◆ **Directions**
Reproduce, unchanged, the stretch of the entries below that opens with the line containing "bbox: landing gear" and closes with the line containing "[453,285,471,301]", with both of those lines included.

** START **

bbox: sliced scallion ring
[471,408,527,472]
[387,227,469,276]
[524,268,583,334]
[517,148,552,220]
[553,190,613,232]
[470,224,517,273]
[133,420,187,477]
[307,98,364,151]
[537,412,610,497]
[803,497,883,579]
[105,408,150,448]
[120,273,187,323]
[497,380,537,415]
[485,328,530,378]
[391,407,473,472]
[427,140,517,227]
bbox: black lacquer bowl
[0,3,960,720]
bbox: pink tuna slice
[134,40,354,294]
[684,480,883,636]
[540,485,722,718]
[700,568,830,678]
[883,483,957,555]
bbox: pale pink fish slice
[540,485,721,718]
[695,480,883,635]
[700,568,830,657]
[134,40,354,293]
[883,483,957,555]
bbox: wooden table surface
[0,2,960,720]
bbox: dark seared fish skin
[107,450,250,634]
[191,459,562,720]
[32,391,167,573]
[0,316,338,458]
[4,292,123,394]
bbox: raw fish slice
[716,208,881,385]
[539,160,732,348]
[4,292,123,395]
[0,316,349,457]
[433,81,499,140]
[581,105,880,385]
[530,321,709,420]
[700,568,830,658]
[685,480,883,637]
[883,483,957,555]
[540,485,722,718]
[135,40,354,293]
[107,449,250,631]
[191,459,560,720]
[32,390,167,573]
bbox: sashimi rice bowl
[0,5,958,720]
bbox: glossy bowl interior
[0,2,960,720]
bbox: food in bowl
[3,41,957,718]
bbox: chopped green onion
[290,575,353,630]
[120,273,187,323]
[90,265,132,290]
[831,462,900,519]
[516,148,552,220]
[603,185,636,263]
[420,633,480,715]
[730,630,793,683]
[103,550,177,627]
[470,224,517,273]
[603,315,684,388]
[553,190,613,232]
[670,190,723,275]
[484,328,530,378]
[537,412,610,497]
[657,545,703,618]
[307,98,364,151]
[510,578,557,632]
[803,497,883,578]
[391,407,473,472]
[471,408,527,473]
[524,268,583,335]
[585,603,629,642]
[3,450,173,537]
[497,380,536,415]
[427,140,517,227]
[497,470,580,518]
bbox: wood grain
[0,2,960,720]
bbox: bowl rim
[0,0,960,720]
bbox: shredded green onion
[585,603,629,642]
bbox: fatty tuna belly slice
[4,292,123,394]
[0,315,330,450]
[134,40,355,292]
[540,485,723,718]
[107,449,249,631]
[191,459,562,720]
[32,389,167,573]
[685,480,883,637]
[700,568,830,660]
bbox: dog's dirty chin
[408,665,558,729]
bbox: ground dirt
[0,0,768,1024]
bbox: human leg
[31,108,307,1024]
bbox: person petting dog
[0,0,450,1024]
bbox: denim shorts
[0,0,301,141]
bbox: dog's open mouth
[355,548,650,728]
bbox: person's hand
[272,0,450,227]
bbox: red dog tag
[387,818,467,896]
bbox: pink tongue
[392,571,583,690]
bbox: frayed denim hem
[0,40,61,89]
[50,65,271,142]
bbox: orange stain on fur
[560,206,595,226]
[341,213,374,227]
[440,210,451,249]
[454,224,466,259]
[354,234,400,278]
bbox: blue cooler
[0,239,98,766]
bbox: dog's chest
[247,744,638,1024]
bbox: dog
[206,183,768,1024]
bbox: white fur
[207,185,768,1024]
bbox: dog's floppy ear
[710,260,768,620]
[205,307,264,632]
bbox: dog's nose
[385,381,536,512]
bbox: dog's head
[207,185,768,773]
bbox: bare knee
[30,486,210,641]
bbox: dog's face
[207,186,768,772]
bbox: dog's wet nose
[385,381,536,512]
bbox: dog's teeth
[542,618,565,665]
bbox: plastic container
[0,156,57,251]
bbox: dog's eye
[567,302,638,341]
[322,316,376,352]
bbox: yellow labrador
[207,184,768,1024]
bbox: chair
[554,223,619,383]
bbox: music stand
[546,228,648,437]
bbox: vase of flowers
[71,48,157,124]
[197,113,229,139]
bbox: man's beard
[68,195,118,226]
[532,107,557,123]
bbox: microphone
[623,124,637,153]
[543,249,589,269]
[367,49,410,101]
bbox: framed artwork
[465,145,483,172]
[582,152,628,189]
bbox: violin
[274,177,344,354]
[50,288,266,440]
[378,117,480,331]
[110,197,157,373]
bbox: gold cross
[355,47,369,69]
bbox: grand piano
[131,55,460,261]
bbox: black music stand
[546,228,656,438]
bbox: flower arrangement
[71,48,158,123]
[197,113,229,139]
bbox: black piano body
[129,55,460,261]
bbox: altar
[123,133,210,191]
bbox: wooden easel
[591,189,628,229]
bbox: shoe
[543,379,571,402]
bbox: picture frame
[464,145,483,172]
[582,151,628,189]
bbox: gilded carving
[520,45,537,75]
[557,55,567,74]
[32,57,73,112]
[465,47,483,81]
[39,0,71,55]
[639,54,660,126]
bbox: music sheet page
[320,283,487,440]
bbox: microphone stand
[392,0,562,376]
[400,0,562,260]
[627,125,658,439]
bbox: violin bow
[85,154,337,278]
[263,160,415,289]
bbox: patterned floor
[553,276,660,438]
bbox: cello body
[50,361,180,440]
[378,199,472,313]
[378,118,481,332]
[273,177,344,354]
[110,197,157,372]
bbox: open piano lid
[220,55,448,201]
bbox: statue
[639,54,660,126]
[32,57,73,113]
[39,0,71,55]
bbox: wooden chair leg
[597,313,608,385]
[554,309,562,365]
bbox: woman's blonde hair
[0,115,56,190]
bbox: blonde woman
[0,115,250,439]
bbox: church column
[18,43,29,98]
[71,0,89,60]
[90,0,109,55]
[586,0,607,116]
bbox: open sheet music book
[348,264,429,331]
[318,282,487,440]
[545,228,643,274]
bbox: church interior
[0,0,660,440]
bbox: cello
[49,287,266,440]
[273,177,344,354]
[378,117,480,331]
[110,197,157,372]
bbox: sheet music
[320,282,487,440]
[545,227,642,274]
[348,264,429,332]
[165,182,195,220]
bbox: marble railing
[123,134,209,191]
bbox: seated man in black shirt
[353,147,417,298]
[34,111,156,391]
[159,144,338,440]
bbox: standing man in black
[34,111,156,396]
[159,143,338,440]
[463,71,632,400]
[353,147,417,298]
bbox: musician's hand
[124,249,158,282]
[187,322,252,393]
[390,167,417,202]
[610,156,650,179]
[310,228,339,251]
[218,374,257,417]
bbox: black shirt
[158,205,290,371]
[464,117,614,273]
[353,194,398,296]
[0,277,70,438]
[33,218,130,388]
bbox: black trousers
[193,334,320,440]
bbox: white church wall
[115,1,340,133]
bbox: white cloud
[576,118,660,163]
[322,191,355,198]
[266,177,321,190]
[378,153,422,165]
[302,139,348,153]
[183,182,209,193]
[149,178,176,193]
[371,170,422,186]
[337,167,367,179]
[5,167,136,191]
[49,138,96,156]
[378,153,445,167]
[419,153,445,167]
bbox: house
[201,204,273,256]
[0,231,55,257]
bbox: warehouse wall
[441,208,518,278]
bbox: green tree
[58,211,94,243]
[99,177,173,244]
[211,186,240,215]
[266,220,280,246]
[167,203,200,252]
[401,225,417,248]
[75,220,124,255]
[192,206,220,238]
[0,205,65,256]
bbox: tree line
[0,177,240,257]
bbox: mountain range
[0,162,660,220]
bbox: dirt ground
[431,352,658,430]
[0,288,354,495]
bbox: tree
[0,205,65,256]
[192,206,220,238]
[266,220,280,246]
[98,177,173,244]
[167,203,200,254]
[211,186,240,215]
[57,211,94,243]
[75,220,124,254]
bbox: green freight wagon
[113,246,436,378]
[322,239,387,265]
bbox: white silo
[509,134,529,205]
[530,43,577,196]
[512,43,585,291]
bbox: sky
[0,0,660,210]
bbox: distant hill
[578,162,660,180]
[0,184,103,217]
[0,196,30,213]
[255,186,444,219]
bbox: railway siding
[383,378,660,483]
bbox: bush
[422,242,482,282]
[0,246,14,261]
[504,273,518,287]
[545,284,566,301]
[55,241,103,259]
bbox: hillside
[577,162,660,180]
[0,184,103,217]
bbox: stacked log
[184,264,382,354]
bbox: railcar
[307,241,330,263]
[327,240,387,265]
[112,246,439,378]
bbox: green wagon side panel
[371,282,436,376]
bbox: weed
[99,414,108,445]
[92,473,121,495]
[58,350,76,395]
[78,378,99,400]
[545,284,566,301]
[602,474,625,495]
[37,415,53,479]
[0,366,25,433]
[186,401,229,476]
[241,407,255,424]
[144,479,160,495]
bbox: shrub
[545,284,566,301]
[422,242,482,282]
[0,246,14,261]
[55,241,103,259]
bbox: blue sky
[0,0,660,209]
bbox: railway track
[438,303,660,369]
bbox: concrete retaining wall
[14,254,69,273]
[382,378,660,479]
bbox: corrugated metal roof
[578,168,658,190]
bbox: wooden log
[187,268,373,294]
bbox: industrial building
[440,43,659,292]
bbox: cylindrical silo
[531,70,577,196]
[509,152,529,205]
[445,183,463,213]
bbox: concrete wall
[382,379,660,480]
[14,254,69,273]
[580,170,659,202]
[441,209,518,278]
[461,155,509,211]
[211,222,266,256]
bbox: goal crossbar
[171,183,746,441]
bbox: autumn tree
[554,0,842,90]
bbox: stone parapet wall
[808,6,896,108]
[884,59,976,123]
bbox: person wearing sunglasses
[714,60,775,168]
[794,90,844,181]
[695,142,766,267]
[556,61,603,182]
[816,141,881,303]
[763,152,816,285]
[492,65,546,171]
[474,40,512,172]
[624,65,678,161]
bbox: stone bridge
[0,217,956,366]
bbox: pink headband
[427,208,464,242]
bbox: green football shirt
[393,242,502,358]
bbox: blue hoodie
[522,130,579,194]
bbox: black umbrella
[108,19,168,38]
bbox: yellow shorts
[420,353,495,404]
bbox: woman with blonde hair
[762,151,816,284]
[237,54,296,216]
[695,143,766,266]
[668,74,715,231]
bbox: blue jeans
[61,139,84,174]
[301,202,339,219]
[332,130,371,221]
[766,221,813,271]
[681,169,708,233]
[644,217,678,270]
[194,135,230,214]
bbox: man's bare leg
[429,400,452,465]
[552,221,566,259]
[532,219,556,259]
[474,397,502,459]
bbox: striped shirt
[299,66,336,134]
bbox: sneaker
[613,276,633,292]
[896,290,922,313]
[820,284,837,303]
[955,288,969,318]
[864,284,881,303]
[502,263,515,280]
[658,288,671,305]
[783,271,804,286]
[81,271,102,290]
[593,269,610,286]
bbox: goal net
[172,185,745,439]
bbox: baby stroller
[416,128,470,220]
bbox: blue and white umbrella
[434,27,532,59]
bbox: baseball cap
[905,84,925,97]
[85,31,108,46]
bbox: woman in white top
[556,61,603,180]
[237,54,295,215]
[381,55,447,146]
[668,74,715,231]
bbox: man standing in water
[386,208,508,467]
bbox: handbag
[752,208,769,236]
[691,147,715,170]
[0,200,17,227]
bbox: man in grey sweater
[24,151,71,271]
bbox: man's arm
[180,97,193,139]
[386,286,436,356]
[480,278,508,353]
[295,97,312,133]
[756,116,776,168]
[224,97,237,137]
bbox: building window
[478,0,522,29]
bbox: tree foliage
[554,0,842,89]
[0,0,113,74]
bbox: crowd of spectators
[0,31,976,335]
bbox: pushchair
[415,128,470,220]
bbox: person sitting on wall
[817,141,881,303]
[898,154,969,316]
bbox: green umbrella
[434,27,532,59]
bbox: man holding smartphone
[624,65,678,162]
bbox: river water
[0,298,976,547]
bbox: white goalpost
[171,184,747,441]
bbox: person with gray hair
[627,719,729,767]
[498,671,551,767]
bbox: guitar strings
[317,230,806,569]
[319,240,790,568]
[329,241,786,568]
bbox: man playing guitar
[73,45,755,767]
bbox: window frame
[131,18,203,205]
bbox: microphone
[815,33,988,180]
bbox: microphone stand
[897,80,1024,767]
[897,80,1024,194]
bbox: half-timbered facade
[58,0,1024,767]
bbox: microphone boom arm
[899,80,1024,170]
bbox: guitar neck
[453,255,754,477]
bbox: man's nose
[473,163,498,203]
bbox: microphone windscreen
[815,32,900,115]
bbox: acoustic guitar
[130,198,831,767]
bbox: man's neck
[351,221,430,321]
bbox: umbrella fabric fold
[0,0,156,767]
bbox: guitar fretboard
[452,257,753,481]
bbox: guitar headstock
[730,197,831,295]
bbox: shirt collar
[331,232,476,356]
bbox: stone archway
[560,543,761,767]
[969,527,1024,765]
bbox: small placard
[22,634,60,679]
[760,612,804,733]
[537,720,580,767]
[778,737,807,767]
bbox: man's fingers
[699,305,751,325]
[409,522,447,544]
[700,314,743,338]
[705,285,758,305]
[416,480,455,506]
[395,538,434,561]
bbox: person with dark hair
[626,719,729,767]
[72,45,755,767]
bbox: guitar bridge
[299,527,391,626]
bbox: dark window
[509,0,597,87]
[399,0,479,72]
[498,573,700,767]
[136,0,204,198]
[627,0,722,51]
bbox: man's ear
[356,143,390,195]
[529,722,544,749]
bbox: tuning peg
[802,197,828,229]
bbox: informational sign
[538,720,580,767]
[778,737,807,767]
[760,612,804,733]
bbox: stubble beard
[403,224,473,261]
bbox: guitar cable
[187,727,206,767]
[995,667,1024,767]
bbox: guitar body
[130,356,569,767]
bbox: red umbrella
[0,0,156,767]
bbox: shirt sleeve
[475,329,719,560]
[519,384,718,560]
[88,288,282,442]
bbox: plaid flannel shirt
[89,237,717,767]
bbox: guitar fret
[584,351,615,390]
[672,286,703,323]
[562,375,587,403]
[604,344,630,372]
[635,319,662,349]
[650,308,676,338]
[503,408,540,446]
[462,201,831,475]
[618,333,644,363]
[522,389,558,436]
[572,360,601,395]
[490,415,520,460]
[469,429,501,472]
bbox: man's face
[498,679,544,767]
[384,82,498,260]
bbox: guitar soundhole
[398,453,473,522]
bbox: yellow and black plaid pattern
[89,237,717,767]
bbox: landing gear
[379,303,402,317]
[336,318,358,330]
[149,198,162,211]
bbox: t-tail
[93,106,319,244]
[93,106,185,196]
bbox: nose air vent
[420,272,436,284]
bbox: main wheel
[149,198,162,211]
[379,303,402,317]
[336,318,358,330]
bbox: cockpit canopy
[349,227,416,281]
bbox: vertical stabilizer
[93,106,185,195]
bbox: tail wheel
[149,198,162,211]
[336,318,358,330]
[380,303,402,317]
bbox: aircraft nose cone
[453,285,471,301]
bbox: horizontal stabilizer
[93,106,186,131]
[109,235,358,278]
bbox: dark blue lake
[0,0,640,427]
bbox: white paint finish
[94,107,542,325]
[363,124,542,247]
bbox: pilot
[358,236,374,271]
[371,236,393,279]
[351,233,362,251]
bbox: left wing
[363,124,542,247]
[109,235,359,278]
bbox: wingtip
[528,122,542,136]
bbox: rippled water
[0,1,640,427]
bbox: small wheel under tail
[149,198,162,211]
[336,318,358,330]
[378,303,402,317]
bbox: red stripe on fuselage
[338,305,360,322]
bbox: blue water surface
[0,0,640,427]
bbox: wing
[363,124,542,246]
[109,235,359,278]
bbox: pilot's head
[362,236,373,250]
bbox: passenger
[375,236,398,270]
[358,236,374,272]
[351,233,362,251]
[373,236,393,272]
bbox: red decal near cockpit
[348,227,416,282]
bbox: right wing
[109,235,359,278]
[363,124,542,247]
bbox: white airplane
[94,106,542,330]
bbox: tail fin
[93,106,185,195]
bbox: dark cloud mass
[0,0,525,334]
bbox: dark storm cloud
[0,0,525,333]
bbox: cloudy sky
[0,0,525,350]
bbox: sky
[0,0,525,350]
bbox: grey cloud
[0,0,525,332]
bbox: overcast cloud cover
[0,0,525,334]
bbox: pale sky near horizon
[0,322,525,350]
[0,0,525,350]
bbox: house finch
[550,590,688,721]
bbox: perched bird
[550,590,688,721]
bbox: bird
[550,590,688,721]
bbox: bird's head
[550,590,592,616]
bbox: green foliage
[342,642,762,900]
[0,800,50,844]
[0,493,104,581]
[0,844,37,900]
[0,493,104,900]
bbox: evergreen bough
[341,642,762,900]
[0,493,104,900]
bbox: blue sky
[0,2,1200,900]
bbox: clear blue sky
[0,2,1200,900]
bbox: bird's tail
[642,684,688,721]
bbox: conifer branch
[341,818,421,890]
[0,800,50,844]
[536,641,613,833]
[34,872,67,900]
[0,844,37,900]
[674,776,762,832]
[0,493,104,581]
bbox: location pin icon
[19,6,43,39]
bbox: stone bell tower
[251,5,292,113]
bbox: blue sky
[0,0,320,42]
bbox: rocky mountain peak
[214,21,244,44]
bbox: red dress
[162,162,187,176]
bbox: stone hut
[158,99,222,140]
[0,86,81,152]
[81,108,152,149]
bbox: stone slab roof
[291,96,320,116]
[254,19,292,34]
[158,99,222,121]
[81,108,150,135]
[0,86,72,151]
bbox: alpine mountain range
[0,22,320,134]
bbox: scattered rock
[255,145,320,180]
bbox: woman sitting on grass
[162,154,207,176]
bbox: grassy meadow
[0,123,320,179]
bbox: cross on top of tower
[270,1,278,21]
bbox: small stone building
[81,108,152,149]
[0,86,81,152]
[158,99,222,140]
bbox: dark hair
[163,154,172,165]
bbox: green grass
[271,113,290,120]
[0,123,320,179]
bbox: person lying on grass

** END **

◆ **Exercise result**
bbox: landing gear
[379,303,402,317]
[336,318,358,330]
[149,198,162,211]
bbox: t-tail
[93,106,319,244]
[93,106,185,196]
bbox: nose air vent
[420,272,436,284]
bbox: main wheel
[149,198,162,211]
[379,303,402,317]
[336,318,358,330]
bbox: cockpit canopy
[349,227,416,281]
bbox: vertical stabilizer
[93,106,185,195]
bbox: tail wheel
[149,198,162,211]
[336,318,358,330]
[380,303,402,317]
bbox: aircraft nose cone
[453,285,471,301]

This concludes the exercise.